**COMPITI DA SVOLGERE**
a - Indica se ciascuna affermazione concorda con l'intervista sulla retina artificiale, rispondendo sì o no e citando le parole decisive del testo. (i) Le protesi inorganiche attuali usano una telecamera esterna per raccogliere le informazioni visive. (ii) Con i polimeri la fotostimolazione richiede una tensione applicata dall'esterno. (iii) Nell'interfaccia bio-polimerica il numero di "pixels" dipende dal numero di elettrodi installabili.
b - Scrivi il seguito dell'intervista sulla retina artificiale, partendo subito dopo l'ultima frase.

**BRANO ESTRATTO**
↓↓↓
Le ricerche più recenti svolte presso l’IIT, indicano la probabile strada che porterà alla realizzazione di un prototipo di retina artificiale organica, dalle funzioni non dissimili da quelle della retina umana. Ce ne parla Maria Rosa Antognazza, ricercatrice presso l’Istituto IIT, che si occupa di applicazioni biologiche dei semiconduttori organici e ha partecipato alla ricerca.
di: Raffaella Quieti in collaborazione con la Dott.ssa Antognazza
Dottoressa Antognazza, quali sono i risultati delle ultime ricerche condotte dal vostro team sulla retina artificiale ai polimeri ?
Grazie alle ultime ricerche effettuate presso il nostro istituto, abbiamo dimostrato che, utilizzando materiali plastici conduttivi, di tipo polimerico, è possibile realizzare un’interfaccia diretta con dei sistemi neurali coltivati direttamente sul materiale artificiale fotosensibile. Se infatti facciamo incidere sul polimero conduttore della luce visibile, creiamo cariche elettriche che vengono trasferite ai neuroni, stimolandoli, esattamente come avviene nel caso dei fotorecettori naturalmente presenti nella nostra retina. è quindi prevedibile un’applicazione dei polimeri semiconduttori per la realizzazione di una protesi retinica artificiale a base organica. Esistono attualmente protesi basate sulla tecnologia inorganica. Tali protesi sono dotate di una telecamera esterna che raccoglie le informazioni visive e le trasferisce ad un ricevitore impiantato all’interno dell’occhio, una matrice di fotorivelatori e transistors a base di silicio.
Quali sono i vantaggi offerti dalla tecnologia ai polimeri rispetto a quella che si basa sul silicio ?
I vantaggi sono molteplici. I materiali utilizzati, sono di natura soffice, dotati di una struttura molecolare composta da atomi di carbonio, simile a quella di un tessuto biologico. La sofficità favorisce l’adesione delle cellule al materiale, e quindi consente una migliore biocompatibilità. La fotostimolazione inoltre, avviene in regime fotovoltaico, senza applicare quindi nessun tipo di tensione dall’esterno, che a sua volta sarebbe causa di riscaldamento e di conseguente danneggiamento. Esiste inoltre il vantaggio del tipo di accoppiamento : i polimeri, messi a contatto con un tessuto biologico, garantiscono uno scambio dell’informazione tra i materiali ravvicinato ed efficace. Nelle protesi esistenti, lo stimolo di corrente viene creato con cariche che viaggiano prive di controllo, e che di conseguenza eccitano in modo non selettivo le cellule di altri strati retinali. Il nostro accoppiamento risulta meno dannoso perché le cariche elettriche non sono trasferite al mezzo biologico in modo incontrollato, ma accumulate all’interfaccia con le cellule a contatto con il materiale fotosensibile. Questo evita la presenza di fenomeni elettrochimici nel liquido biologico, in particolare la formazione di reazioni di ossido riduzione che a lungo andare danneggiano sia le protesi sia i tessuti biologici. Un ulteriore notevole vantaggio è quello di una potenziale, maggiore acuità visiva: gli impianti retinici che esistono attualmente non riescono purtroppo a garantire una adeguata risoluzione spaziale, che consenta al non vedente la possibilità di navigare in modo autonomo in un ambiente esterno. Tale restrizione risiede nel limitato numero di elettrodi che è attualmente possibile installare in una protesi artificiale a base inorganica. Nel caso dell’interfaccia bio-polimerica, il numero di ‘pixels’ sarebbe invece limitato dalla sola adesione delle cellule al substrato fotosensibile, garantendo una risoluzione spaziale nettamente migliore.
↑↑↑
**VOCI ESTRATTE**
↓↓↓
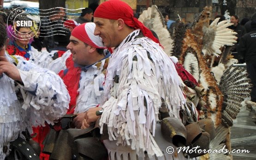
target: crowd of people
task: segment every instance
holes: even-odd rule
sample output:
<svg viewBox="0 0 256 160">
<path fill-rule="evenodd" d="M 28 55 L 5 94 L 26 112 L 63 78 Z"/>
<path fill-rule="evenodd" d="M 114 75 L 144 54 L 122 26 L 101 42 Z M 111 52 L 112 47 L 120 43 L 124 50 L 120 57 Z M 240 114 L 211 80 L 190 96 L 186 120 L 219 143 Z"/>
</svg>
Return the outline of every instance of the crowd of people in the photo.
<svg viewBox="0 0 256 160">
<path fill-rule="evenodd" d="M 111 0 L 91 7 L 65 21 L 57 8 L 58 16 L 42 20 L 67 34 L 54 35 L 60 30 L 42 25 L 30 39 L 18 37 L 30 28 L 6 26 L 7 15 L 1 14 L 0 159 L 186 159 L 182 153 L 167 154 L 156 133 L 165 117 L 182 120 L 186 97 L 175 64 L 127 4 Z M 163 15 L 169 30 L 175 22 Z M 238 33 L 232 52 L 246 62 L 256 102 L 254 17 L 244 27 L 232 16 L 230 29 Z M 65 116 L 68 127 L 61 120 Z M 81 130 L 83 136 L 68 142 L 70 132 Z M 28 150 L 33 141 L 39 149 Z"/>
</svg>

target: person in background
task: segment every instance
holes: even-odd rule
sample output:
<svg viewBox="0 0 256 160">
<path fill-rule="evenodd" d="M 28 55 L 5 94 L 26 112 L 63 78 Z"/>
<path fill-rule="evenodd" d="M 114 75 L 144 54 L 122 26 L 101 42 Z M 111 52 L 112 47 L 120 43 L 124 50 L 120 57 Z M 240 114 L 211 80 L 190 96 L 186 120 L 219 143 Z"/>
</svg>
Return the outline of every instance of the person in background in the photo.
<svg viewBox="0 0 256 160">
<path fill-rule="evenodd" d="M 78 24 L 76 21 L 74 20 L 71 20 L 68 19 L 64 22 L 64 24 L 63 25 L 64 27 L 67 28 L 69 31 L 71 32 L 78 25 L 80 25 L 80 24 Z"/>
<path fill-rule="evenodd" d="M 256 102 L 256 20 L 251 21 L 250 24 L 251 31 L 241 38 L 237 50 L 246 63 L 247 71 L 253 85 L 251 100 Z"/>
<path fill-rule="evenodd" d="M 242 38 L 244 35 L 246 33 L 246 31 L 244 27 L 238 23 L 238 18 L 237 15 L 231 16 L 230 17 L 230 22 L 233 24 L 228 27 L 228 28 L 237 33 L 237 34 L 236 35 L 237 37 L 236 40 L 237 43 L 234 45 L 233 48 L 231 50 L 231 52 L 232 53 L 232 55 L 234 56 L 234 58 L 238 60 L 239 63 L 243 63 L 243 58 L 239 54 L 238 54 L 236 48 L 237 45 L 239 44 L 241 38 Z"/>
<path fill-rule="evenodd" d="M 175 22 L 175 21 L 169 19 L 169 15 L 167 13 L 163 13 L 163 16 L 164 16 L 164 18 L 165 18 L 165 23 L 166 23 L 166 25 L 167 26 L 167 29 L 169 30 L 171 27 L 171 25 L 172 25 L 173 23 Z"/>
<path fill-rule="evenodd" d="M 241 24 L 241 25 L 242 25 L 243 26 L 244 26 L 244 25 L 246 23 L 247 23 L 247 22 L 248 22 L 249 21 L 250 21 L 250 19 L 249 18 L 244 18 L 243 19 L 242 19 L 242 20 L 241 20 L 241 22 L 240 22 L 240 24 Z M 246 29 L 245 29 L 246 30 Z"/>
<path fill-rule="evenodd" d="M 173 63 L 125 2 L 105 1 L 94 17 L 95 35 L 114 49 L 107 68 L 103 101 L 86 112 L 82 127 L 99 119 L 101 133 L 107 130 L 108 134 L 103 142 L 109 159 L 172 160 L 173 155 L 164 153 L 164 144 L 157 144 L 153 133 L 161 131 L 156 122 L 161 104 L 166 105 L 171 117 L 181 120 L 179 110 L 185 99 Z M 185 159 L 181 153 L 175 157 Z"/>
<path fill-rule="evenodd" d="M 250 23 L 251 21 L 256 20 L 256 12 L 254 13 L 251 17 L 250 18 L 250 20 L 248 21 L 245 24 L 244 24 L 244 27 L 245 28 L 245 30 L 246 30 L 246 33 L 249 33 L 251 31 L 251 28 L 250 28 Z"/>
<path fill-rule="evenodd" d="M 87 22 L 91 22 L 93 17 L 93 11 L 90 8 L 85 8 L 82 10 L 81 16 L 75 19 L 77 23 L 82 24 Z"/>
</svg>

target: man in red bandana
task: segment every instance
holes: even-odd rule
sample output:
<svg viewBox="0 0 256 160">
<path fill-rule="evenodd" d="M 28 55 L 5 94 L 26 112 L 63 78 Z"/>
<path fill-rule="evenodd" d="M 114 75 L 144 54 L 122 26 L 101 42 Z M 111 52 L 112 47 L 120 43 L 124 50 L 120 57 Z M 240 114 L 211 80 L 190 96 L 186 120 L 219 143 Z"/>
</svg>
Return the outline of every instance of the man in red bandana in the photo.
<svg viewBox="0 0 256 160">
<path fill-rule="evenodd" d="M 158 141 L 162 139 L 157 123 L 161 105 L 166 106 L 171 117 L 180 119 L 179 112 L 185 102 L 173 63 L 125 3 L 103 2 L 94 17 L 94 34 L 114 49 L 107 71 L 103 102 L 86 112 L 85 127 L 100 119 L 101 133 L 103 127 L 107 129 L 108 139 L 103 142 L 109 159 L 185 159 L 182 153 L 167 154 L 167 147 L 175 146 Z M 102 115 L 97 116 L 95 111 L 100 109 Z"/>
<path fill-rule="evenodd" d="M 55 68 L 54 71 L 62 69 L 59 75 L 63 80 L 71 97 L 66 113 L 77 115 L 72 121 L 72 125 L 76 128 L 81 128 L 84 113 L 89 108 L 97 106 L 103 97 L 104 73 L 110 53 L 106 52 L 100 37 L 93 35 L 95 28 L 95 24 L 87 23 L 74 29 L 70 38 L 70 42 L 67 46 L 69 51 L 54 61 L 51 64 L 52 66 L 49 67 Z M 62 64 L 65 65 L 64 67 Z M 57 130 L 57 128 L 55 126 L 54 129 Z M 49 128 L 48 126 L 39 129 L 39 130 L 34 130 L 38 134 L 35 140 L 41 144 L 42 148 L 42 142 Z M 59 148 L 57 152 L 63 151 L 62 154 L 68 153 L 67 150 L 62 150 L 60 147 L 56 147 Z M 54 150 L 50 157 L 54 155 L 52 159 L 61 159 L 55 156 L 54 152 Z M 53 154 L 54 153 L 55 154 Z M 48 157 L 41 154 L 41 159 L 43 157 L 45 160 Z M 65 158 L 71 159 L 71 157 Z"/>
</svg>

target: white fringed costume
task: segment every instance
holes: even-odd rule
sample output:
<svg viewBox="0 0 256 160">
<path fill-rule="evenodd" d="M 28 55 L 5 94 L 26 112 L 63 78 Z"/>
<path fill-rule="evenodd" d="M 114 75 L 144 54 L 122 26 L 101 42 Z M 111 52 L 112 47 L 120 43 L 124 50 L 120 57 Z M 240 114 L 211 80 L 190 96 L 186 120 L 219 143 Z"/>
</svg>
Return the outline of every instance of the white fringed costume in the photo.
<svg viewBox="0 0 256 160">
<path fill-rule="evenodd" d="M 100 125 L 101 133 L 107 125 L 104 143 L 110 159 L 143 159 L 144 151 L 150 159 L 185 159 L 182 153 L 167 154 L 154 138 L 161 134 L 161 98 L 170 116 L 179 119 L 185 102 L 174 65 L 159 44 L 134 30 L 114 49 L 106 76 Z"/>
<path fill-rule="evenodd" d="M 15 61 L 7 53 L 6 57 Z M 16 139 L 21 132 L 31 126 L 44 125 L 65 114 L 70 97 L 61 79 L 53 72 L 36 66 L 33 63 L 16 57 L 24 85 L 17 83 L 4 73 L 0 76 L 0 160 L 10 152 L 4 147 Z M 22 97 L 18 97 L 20 90 Z"/>
</svg>

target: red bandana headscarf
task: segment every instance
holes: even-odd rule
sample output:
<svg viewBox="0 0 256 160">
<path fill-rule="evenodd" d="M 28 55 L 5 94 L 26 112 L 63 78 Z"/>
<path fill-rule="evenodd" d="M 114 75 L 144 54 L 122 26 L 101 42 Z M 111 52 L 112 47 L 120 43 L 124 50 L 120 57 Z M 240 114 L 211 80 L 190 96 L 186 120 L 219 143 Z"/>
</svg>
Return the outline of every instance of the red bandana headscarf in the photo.
<svg viewBox="0 0 256 160">
<path fill-rule="evenodd" d="M 95 26 L 95 24 L 92 22 L 83 24 L 73 30 L 71 36 L 95 48 L 105 48 L 99 36 L 93 34 Z"/>
<path fill-rule="evenodd" d="M 95 10 L 93 16 L 108 19 L 122 19 L 128 26 L 140 29 L 144 36 L 160 44 L 151 31 L 134 17 L 131 8 L 120 0 L 109 0 L 101 3 Z"/>
</svg>

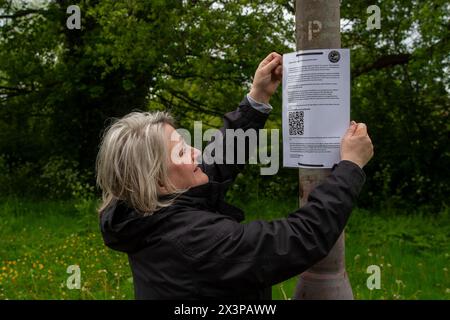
↑↑↑
**RISPOSTE ALL'ESERCIZIO**
a -
(i) Sì: "Tali protesi sono dotate di una telecamera esterna che raccoglie le informazioni visive e le trasferisce ad un ricevitore impiantato all’interno dell’occhio".
(ii) No: "La fotostimolazione inoltre, avviene in regime fotovoltaico, senza applicare quindi nessun tipo di tensione dall’esterno".
(iii) No: "il numero di ‘pixels’ sarebbe invece limitato dalla sola adesione delle cellule al substrato fotosensibile".

b -
Quali sono i problemi che la vostra ricerca sta affrontando ?
Al momento stiamo testando approfonditamente la biocompatibilità, l’efficienza e la durata dei materiali organici e dei substrati plastici utilizzabili per la protesi retinica artificiale. Inoltre, la dimostrazione di principio è stata effettuata su cellule neuronali coltivate in-vitro: ci stiamo ora muovendo verso l’utilizzo di cellule retiniche, mediante espianti retinici, e i tests di impianti in-vivo.
“L’uso di polimeri organici e biocompatibili permette una duttilità ed una naturalezza di interazione con i tessuti del corpo umano ben più elevate di quelle garantite dal silicio. Tuttavia, se per le celle fotovoltaiche di terza generazione è ipotizzabile un’applicazione pratica in tempi relativamente brevi, per quanto riguarda la retina artificiale arrivare a risultati che vadano oltre la ricerca di base richiederà tempi più lunghi. ”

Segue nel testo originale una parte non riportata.